**Text extract**.
START
In an attempt to show the true nature of arranged marriages in Pakistan, designer Nashra Balagamwala has created the board game “Arranged!” which playfully yet realistically lets outsiders see arranged marriage as it is. Balagamwala has been living in the U.S. for five years now, but with her visa expiring this month, she has been forced to move back to Pakistan. Fixated on the challenges she’ll face upon her return, she created “Arranged!”
The game is made up of four players: 3 girls and one “Aunty.” The Aunty is basically an older woman who tries to set the girls up with boys. When the game starts, the girls try to stay as far away from the Aunty as possible, because if they end up on the same tile, she will marry them off. The girls draw cards from the Girls pile, and each card dictates whether you can move away from the Aunty, or if she moves closer to you. The cards drawn read things like, “You gained weight. Move 2 Spaces. / You wear a sleeveless shirt out in public. Move 5 Spaces.” When the cards have “bridal” qualities on them, the Aunty gets closer to you. “Your 24-year-old sister just had her fourth child. The aunty moves 3 spaces closer to you.”
The girls do what they can to stay away from the Aunty and can even blackmail the other girls into moving closer to the Aunty: “You find out another girl’s weight. Use this to blackmail her into switching places with you.” This is how the game plays out, until the Aunty discovers the Golden Boy. This is the boy that all the girls want to marry, and instead of running from the Aunty, all the girls try to get closer to her in the hopes that they will be married off to the Golden Boy. The girls get closer to the Aunty by doing good things, meaning they start drawing from the Golden Boy pile of cards. These cards have qualities that let the girls try to show the Aunty that they’d make the perfect bride: “You spend hours at the salon every week. Move 3 Spaces. / An aunty saw you driving a car. The aunty moves 4 spaces away from you. / You wore a Burqini when you went swimming. Move 6 Spaces.” The game ends when all of the girls have been married and the winner is the one who married the Golden Boy.
Balagamwala has returned to Pakistan, and says that the longer she is in Pakistan, the higher her chances are of being married to someone. For her friends, so far there hasn’t been a way out. Balagamwala was taking her midterms in the U.S and didn’t check her phone for a couple days. When she finally did, she saw that one of her friends from home had gotten married. The girl protested the marriage and was locked in a room with very little food until she agreed to be married. Balagamwala has it better than her friend in the sense that she has some say in the situation. She has gotten out of proposals so far by telling her family she didn’t like something about the guy’s personality, but she knows that that excuse won’t last much longer.
When I was talking to Balagamwala, she had very clear reasons why she couldn’t just give in to her family’s demands. While some of her friends had just given in because it was tradition and they didn’t see another way, Balagamwala is determined to fight the arranged marriage. “It’s like a game of Russian Roulette. How do you know? If you’ve only met the person twice, maybe three times and known him for a week, how do you know that you want to spend the rest of your life with him?” She would rather move away from home and allow for the opportunity of a natural and fluid love, instead of marrying someone chosen by her parents because of their social status.
END
**Data shown**.
START
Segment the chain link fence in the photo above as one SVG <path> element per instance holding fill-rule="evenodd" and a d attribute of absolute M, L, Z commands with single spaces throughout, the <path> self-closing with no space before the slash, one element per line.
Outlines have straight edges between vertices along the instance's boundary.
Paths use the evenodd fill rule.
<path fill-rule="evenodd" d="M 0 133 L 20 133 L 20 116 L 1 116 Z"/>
END
**Written problem**. Retype the article about the "Arranged!" board game from "Balagamwala has returned" to "last much longer.". The data comes from a separate source.

**Correct result**.
Balagamwala has returned to Pakistan, and says that the longer she is in Pakistan, the higher her chances are of being married to someone. For her friends, so far there hasn’t been a way out. Balagamwala was taking her midterms in the U.S and didn’t check her phone for a couple days. When she finally did, she saw that one of her friends from home had gotten married. The girl protested the marriage and was locked in a room with very little food until she agreed to be married. Balagamwala has it better than her friend in the sense that she has some say in the situation. She has gotten out of proposals so far by telling her family she didn’t like something about the guy’s personality, but she knows that that excuse won’t last much longer.